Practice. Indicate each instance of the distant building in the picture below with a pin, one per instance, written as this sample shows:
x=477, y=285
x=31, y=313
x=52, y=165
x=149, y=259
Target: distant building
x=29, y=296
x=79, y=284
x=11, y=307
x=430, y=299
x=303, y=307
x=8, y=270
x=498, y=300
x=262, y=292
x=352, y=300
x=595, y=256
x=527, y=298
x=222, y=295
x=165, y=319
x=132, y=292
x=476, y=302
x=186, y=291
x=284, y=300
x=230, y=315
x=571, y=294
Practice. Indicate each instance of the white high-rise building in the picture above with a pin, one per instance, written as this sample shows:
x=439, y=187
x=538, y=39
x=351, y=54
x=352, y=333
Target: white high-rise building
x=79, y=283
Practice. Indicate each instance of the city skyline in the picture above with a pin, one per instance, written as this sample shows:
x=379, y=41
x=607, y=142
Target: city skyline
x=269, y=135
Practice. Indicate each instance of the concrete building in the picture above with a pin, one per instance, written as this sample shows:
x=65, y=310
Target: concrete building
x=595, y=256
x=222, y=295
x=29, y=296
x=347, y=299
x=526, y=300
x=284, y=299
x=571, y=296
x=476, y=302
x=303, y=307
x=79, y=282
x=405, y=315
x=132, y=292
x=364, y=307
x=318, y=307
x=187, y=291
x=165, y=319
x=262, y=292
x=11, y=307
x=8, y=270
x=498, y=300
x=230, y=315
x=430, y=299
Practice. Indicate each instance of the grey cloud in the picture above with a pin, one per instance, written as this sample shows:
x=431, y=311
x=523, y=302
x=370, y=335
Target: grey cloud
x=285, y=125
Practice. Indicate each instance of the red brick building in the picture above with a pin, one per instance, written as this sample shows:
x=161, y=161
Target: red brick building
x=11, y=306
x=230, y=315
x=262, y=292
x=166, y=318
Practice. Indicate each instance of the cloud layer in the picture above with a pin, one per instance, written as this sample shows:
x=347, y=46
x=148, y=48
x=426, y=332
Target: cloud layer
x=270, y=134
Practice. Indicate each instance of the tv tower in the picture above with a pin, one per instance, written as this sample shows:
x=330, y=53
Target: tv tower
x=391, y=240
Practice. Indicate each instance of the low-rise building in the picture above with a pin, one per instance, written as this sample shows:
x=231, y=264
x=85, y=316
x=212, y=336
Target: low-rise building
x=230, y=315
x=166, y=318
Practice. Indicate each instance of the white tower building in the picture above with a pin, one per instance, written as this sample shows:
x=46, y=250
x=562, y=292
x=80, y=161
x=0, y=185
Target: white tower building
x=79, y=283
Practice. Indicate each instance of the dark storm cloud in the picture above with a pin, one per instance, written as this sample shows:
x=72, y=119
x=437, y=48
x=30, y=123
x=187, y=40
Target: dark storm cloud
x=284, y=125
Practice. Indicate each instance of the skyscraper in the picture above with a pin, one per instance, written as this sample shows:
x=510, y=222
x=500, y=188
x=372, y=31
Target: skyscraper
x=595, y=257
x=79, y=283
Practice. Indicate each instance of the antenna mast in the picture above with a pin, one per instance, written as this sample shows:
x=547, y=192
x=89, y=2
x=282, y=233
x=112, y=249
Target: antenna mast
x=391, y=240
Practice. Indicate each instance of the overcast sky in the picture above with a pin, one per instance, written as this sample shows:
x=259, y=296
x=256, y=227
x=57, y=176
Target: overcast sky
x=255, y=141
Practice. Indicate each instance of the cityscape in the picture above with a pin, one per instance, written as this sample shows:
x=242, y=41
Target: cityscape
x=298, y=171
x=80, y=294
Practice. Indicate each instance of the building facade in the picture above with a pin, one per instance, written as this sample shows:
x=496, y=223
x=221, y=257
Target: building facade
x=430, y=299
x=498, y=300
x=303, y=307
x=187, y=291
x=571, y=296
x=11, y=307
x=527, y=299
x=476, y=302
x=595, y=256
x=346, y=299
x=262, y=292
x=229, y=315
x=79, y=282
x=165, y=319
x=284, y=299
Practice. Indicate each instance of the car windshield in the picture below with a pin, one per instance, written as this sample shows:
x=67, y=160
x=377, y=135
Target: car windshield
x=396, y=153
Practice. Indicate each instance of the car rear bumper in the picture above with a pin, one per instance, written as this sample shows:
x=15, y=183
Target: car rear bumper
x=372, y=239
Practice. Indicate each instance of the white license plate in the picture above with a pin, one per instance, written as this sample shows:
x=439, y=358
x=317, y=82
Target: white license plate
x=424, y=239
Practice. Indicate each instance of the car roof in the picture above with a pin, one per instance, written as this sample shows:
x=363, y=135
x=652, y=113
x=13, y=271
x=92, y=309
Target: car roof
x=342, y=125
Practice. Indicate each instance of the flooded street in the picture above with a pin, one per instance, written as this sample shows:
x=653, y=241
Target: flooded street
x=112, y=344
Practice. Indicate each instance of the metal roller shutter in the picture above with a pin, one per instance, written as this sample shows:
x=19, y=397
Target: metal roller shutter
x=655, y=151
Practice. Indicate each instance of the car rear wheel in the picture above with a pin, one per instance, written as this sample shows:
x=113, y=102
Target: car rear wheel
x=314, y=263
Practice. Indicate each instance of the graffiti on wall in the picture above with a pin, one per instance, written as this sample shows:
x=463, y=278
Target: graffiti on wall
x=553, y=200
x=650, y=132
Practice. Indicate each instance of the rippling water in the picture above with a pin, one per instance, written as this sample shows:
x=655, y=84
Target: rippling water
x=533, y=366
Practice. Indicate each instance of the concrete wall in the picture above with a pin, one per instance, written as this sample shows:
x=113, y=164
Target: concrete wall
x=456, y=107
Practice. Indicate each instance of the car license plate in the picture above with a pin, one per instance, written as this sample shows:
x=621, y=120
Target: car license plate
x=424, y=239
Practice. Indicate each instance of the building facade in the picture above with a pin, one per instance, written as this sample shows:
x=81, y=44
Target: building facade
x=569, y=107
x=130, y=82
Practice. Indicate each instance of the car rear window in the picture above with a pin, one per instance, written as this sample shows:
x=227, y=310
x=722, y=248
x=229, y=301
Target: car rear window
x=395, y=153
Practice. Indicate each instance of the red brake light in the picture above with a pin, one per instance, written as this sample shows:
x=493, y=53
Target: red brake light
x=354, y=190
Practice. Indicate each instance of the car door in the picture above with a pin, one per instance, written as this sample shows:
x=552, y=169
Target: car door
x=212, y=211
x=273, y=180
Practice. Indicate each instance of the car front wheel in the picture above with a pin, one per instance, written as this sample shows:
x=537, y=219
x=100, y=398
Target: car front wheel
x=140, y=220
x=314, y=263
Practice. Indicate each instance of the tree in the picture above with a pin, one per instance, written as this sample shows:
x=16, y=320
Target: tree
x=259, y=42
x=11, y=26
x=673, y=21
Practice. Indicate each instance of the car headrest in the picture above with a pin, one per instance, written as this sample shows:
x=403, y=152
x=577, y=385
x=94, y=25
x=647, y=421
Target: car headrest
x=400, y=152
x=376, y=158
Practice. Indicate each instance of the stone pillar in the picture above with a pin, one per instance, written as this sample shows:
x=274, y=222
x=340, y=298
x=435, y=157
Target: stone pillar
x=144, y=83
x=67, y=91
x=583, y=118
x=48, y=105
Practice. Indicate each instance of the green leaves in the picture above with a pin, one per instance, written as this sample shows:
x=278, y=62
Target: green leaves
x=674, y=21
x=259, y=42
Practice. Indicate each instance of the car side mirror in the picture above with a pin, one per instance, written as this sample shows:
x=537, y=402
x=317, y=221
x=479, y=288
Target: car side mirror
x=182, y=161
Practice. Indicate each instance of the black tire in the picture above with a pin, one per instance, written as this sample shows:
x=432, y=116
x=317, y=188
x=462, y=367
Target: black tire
= = = =
#### [Work item]
Please give back only the lines between the first line of the entries and the line with "Practice. Indicate each instance of the city skyline", both ends included, word for word.

#### [Result of the exercise]
Practice. Indicate each instance of the distant building in the picture below with a pin, one per instance, written as this sample shows:
x=477, y=285
x=31, y=313
x=52, y=165
x=149, y=259
Target: distant building
x=29, y=296
x=79, y=284
x=11, y=307
x=430, y=299
x=303, y=307
x=8, y=270
x=498, y=300
x=262, y=292
x=352, y=300
x=595, y=256
x=527, y=298
x=222, y=295
x=165, y=319
x=132, y=292
x=476, y=302
x=186, y=291
x=284, y=300
x=230, y=315
x=571, y=294
Practice. Indicate each instance of the white high-rise building in the picture above with a pin, one per instance, written as this sample shows:
x=439, y=187
x=538, y=39
x=351, y=54
x=352, y=333
Target: white high-rise building
x=79, y=283
Practice. Indicate each instance of the city skyline in the picture above with a pin, one per instance, written as this sample shows:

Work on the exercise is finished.